ACTION ITEM – Your reply should be an exact copy of every entry, with the pictures removed.

(Stored entries)
****************************************
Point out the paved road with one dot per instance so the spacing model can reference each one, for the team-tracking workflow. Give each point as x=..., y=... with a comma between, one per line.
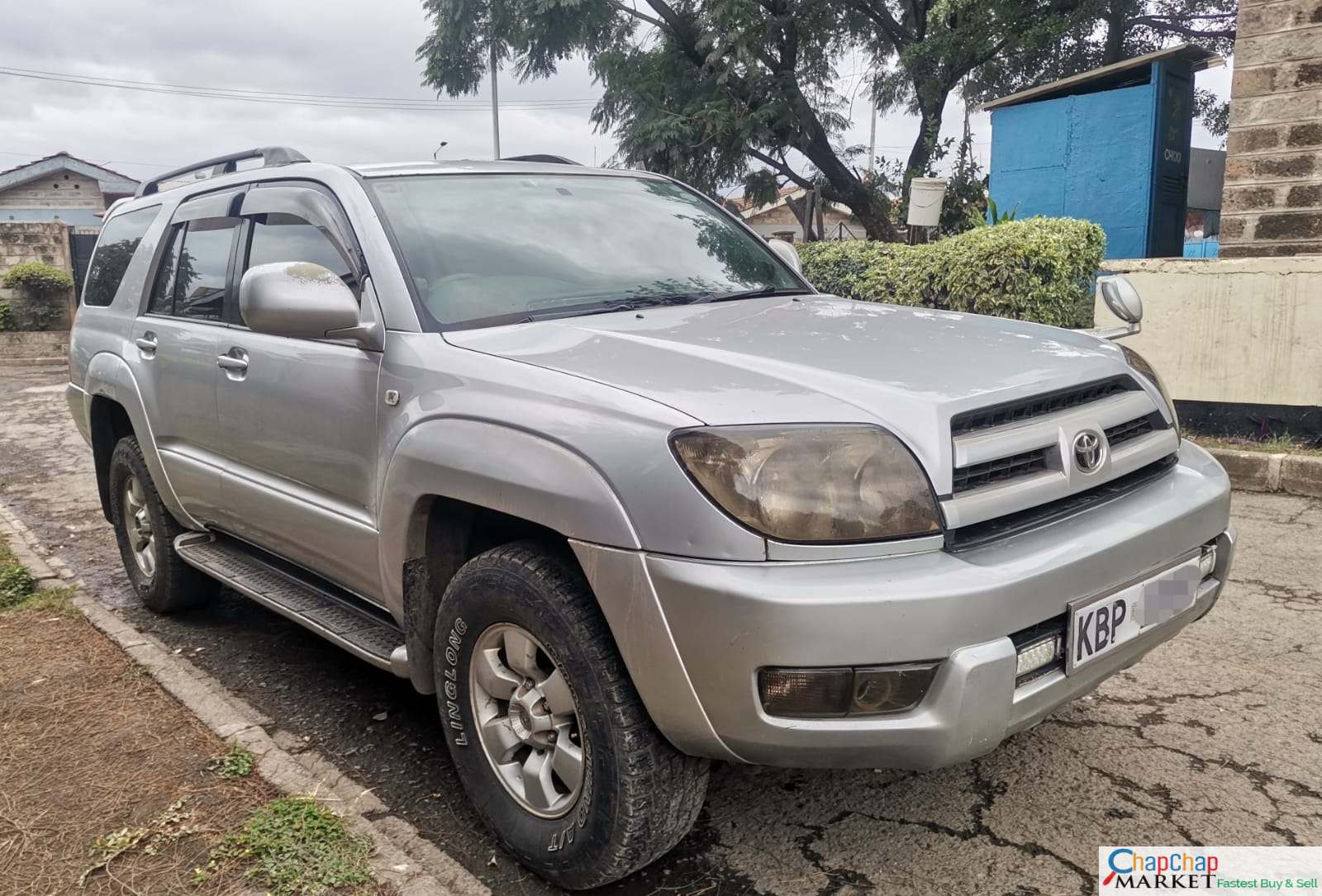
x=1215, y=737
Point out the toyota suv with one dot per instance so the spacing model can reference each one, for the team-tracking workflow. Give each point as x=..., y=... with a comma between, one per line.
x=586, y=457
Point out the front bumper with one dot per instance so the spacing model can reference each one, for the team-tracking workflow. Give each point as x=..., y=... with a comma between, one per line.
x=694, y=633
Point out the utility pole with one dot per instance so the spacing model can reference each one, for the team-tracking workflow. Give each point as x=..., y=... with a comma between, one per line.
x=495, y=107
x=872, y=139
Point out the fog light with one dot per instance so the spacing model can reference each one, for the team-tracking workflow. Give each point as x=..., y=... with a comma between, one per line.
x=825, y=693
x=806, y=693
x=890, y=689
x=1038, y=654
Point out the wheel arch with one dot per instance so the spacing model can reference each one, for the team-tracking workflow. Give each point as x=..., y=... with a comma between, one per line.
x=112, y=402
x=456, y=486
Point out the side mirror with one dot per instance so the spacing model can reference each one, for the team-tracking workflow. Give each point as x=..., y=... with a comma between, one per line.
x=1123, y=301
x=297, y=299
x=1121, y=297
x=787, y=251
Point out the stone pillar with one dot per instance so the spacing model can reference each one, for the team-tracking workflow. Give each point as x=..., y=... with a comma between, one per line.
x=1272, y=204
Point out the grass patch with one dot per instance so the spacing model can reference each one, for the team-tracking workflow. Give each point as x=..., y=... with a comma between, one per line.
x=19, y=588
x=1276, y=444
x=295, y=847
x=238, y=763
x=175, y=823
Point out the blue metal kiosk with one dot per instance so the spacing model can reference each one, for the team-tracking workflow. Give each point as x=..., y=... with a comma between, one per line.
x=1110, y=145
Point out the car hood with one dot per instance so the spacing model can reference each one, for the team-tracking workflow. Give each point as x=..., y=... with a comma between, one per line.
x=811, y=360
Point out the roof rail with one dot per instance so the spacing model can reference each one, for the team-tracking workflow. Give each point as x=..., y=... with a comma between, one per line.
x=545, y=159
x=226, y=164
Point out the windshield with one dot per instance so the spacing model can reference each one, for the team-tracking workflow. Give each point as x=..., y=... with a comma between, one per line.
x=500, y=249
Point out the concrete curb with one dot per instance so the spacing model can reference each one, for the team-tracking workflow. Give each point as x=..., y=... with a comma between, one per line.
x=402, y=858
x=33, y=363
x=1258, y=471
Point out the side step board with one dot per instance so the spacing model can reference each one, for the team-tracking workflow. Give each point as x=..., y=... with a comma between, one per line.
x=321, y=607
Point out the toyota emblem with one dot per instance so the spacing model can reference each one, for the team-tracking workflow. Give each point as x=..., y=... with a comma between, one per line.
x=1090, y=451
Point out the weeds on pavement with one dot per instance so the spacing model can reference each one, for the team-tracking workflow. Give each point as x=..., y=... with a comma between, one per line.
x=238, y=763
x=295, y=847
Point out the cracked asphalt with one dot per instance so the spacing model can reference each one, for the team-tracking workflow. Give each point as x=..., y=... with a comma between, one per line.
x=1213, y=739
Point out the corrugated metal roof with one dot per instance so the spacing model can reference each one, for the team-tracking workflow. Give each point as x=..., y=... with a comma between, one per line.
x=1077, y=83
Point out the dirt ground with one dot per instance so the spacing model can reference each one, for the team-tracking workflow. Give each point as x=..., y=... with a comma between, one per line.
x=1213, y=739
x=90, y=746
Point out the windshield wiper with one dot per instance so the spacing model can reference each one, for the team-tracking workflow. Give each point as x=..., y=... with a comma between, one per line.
****************************************
TASK RESPONSE –
Point out the paved road with one dot per instance so the spacing model can reference each one, for the team-tracking workflow. Give each point as x=..., y=... with a comma between, one per line.
x=1215, y=737
Point out the toyota suv with one dot per instance so the spacing model can reference each one, for the team-tracking workflow. Give each point as x=..., y=... with a comma between, one per line.
x=586, y=457
Point out the front bumper with one dot per instance so the spacing model can reference each one, for the team-tracking workflow. Give each point as x=..., y=... with a comma between, one per line.
x=694, y=633
Point out the utility pole with one dot per instance so the spacing model can reference each one, for the team-tracking workflow. Give each point as x=..., y=... with a comma between, one per line.
x=495, y=107
x=872, y=139
Point out the fog light with one dot per instance so the spacing model can reference each one, for the team-tracking workflow. Give each point as x=..., y=... with a comma between, one per line.
x=825, y=693
x=806, y=693
x=890, y=689
x=1038, y=654
Point out the wheel arch with one dot per instance so the spacing model can reference each one, for the team-tracking workflow. Give each point as x=..., y=... with a comma between, one per line.
x=112, y=402
x=456, y=486
Point out the side mirror with one dot per instance so the spacing model can reference each one, for the team-tracking workflow. Give each point as x=..., y=... with a comma between, one per line.
x=1123, y=301
x=297, y=299
x=1121, y=297
x=787, y=251
Point out the stone pillar with one dot per instance so the spacing model can reference each one, for the team-tracking workflow. Give each point as x=..., y=... with a comma between, one per line.
x=1272, y=204
Point out the grass patch with one dot per instance so the spacing model can reference each one, for the team-tracking workflow. Give each point as x=..., y=... with a comma between, one per line.
x=19, y=588
x=1276, y=444
x=295, y=847
x=238, y=763
x=175, y=823
Point out the blue metal kiosk with one dot per instance so the spacing model can reference each one, for the team-tracking workflow. Give each point as x=..., y=... with a comma between, one per line.
x=1110, y=145
Point out the car hood with one dot per instance so the spacing model can reference each one, for the team-tracking workflow. Give each point as x=..., y=... with a comma between, one per line.
x=811, y=360
Point out the roof rail with one dot per instance so the spacing model can reference each one, for the team-tracking workflow. Give each point as x=..., y=... with a comma between, one per line.
x=545, y=159
x=226, y=164
Point out the windshield with one dot per instance so the spacing model can reference each one, for the team-tracking workflow. Give each point as x=..., y=... with a comma between, one per line.
x=500, y=249
Point out the concrete curb with one dot per instance so the spacing model can reference each one, for the team-tracking workflow. Give each point as x=..., y=... with a comma between, one per line.
x=402, y=858
x=33, y=363
x=1258, y=471
Point out the side step board with one dot per instance so the spacing model can reference each one, for the team-tracking workflow. Give each point as x=..., y=... with a comma between, one per line.
x=321, y=607
Point out the toyota emblem with one dot per instance so the spacing model can reference each one, for the team-tracking workflow. Give each point as x=..., y=... with a comma between, one per line.
x=1090, y=451
Point out the weeds on pavement with one dot per instance so the spacing model can reference each one, for the team-tracking workflow. Give each point as x=..., y=... with a comma between, one per line.
x=238, y=763
x=295, y=847
Point out the cracked asphalt with one dot per instance so the spacing model can reference each one, for the team-tracking workflow. Give each point as x=..., y=... with a comma between, one per line.
x=1213, y=739
Point out the corrugated metal roof with one dot per instance so the spacing model can reference each one, for the team-tracking workflow. Give each point as x=..., y=... with a comma between, one per line.
x=1077, y=83
Point out the dirt ground with one dot per instance so the spacing model can reference each one, for the team-tracking workflow. Give each point as x=..., y=... with a comma between, one per line.
x=1213, y=739
x=90, y=746
Point out the windshield wiper with one dot per instance so the spacing model can reference each one, for the team-tracking workflow. Give each point as x=..., y=... with a comma between, one per line.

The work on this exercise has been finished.